--- Problem statement ---
Would you please repeat the data exactly as given?

--- Collected data entries ---
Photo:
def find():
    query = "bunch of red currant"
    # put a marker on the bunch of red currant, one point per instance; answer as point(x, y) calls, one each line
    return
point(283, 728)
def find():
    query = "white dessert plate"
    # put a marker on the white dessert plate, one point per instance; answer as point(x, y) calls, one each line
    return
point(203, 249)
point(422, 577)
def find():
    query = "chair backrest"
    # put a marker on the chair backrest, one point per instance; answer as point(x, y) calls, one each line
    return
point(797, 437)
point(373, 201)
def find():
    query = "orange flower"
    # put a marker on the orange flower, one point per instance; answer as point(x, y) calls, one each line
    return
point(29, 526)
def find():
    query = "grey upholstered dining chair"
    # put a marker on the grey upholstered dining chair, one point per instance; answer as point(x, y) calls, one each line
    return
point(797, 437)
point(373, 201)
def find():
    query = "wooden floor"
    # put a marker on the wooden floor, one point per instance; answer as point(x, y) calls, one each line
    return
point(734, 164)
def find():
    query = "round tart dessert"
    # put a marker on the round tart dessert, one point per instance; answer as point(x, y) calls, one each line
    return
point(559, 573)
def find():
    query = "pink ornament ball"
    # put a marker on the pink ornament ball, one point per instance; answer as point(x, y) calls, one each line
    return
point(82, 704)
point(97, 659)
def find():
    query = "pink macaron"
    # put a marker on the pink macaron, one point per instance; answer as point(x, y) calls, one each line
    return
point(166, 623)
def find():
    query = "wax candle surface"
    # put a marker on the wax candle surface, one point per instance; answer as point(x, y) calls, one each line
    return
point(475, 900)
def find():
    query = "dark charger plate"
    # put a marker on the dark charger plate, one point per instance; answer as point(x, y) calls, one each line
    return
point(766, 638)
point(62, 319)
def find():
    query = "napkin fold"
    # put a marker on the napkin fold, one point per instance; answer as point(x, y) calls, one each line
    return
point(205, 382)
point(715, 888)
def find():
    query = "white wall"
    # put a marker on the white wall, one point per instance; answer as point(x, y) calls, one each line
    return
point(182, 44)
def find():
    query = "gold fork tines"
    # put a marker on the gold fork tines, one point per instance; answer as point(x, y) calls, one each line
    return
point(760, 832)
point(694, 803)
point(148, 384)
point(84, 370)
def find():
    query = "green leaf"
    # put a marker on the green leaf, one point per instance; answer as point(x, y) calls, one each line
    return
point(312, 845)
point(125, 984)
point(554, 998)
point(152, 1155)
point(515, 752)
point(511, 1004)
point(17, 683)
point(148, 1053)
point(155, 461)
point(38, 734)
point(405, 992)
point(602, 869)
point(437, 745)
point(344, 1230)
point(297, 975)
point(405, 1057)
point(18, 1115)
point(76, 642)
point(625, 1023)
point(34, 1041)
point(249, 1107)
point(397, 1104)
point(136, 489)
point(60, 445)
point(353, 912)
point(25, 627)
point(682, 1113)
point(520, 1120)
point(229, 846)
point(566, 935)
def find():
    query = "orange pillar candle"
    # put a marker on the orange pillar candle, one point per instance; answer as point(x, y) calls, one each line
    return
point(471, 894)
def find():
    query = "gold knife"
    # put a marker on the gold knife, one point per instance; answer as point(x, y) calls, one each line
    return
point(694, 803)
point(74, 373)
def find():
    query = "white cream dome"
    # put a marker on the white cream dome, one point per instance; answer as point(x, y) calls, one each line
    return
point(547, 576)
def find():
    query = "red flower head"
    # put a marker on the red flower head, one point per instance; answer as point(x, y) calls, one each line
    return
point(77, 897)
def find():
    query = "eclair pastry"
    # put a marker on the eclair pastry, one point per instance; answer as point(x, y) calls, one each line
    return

--- Answer to this task ---
Photo:
def find():
    query = "bunch of red currant"
    # put a marker on the bunch of red currant, one point per instance; answer as point(x, y) calls, one each line
    return
point(283, 728)
def find():
    query = "white dessert plate"
    # put a marker on the white dessert plate, one point per instance; answer as point(x, y) calls, one each line
    return
point(203, 249)
point(422, 577)
def find():
    query = "chair backrest"
    # put a marker on the chair backrest, one point per instance; answer as point(x, y) calls, one each line
    return
point(797, 437)
point(373, 201)
def find():
    query = "orange flower"
    # put a marker on the orange flower, one point per instance; answer as point(x, y) calls, one each line
    return
point(29, 526)
def find():
    query = "grey upholstered dining chair"
    # put a marker on the grey upholstered dining chair, one point per instance; answer as point(x, y) calls, one each line
    return
point(797, 437)
point(373, 201)
def find():
    query = "wooden floor"
    # put a marker on the wooden floor, one point per instance; answer as point(x, y) calls, one each line
    return
point(734, 164)
def find():
    query = "round tart dessert"
    # put a marker on the round tart dessert, one point per instance; answer as point(x, y) calls, one each line
    return
point(559, 573)
def find():
    query = "pink ornament ball"
    # put a marker on the pink ornament ball, one point per instance; answer as point(x, y) calls, one each line
    return
point(82, 704)
point(97, 659)
def find():
    query = "pink macaron"
    # put a marker on the pink macaron, one point per instance; answer as point(x, y) calls, one each line
    return
point(166, 623)
def find():
    query = "wax candle surface"
    # put a marker on the wax candle surface, one point per instance; answer as point(x, y) calls, one each line
    return
point(475, 900)
def find():
    query = "dark charger plate"
    # put a marker on the dark charger plate, one point per instance; answer as point(x, y) calls, one each line
    return
point(766, 638)
point(62, 319)
def find():
    query = "napkin fold"
    # put a marker on the napkin fold, one point per instance; answer as point(x, y) calls, one each line
    return
point(205, 382)
point(715, 888)
def find():
    query = "white wall"
    # put a marker on the white wall, one point per instance; answer as point(x, y) calls, one each line
    return
point(182, 44)
def find():
    query = "gold fork tines"
    # put a marker on the gold fork tines, one point per instance; answer as point(x, y) calls, one each line
    return
point(760, 832)
point(694, 803)
point(148, 384)
point(84, 370)
def find():
    query = "green leaf"
    # put a marker on the green leaf, one point per instance; answer as point(x, y) calls, one each line
    return
point(312, 845)
point(125, 984)
point(554, 998)
point(152, 1155)
point(515, 752)
point(511, 1004)
point(17, 683)
point(148, 1053)
point(155, 461)
point(38, 734)
point(405, 992)
point(602, 869)
point(437, 745)
point(344, 1230)
point(297, 975)
point(405, 1057)
point(18, 1115)
point(76, 642)
point(625, 1023)
point(34, 1041)
point(249, 1107)
point(397, 1104)
point(136, 489)
point(60, 445)
point(353, 912)
point(25, 627)
point(682, 1113)
point(520, 1120)
point(229, 846)
point(566, 935)
def find():
    query = "orange pillar candle"
    # put a marker on the orange pillar candle, one point per instance; answer as point(x, y) calls, one each line
    return
point(471, 894)
def find():
    query = "gold knife"
    # put a marker on the gold knife, one point per instance; answer as point(x, y) calls, one each line
    return
point(694, 803)
point(74, 373)
def find():
    query = "white cream dome"
    # put a marker on the white cream dome, one point per instance; answer as point(x, y) calls, one each line
    return
point(547, 576)
def find():
    query = "red flower head"
    # put a marker on the red flower head, one point per instance; answer as point(x, y) calls, one each line
    return
point(77, 897)
def find():
    query = "eclair pastry"
    # put a marker on the eclair pastry, one point per instance; answer as point(x, y) calls, one each line
    return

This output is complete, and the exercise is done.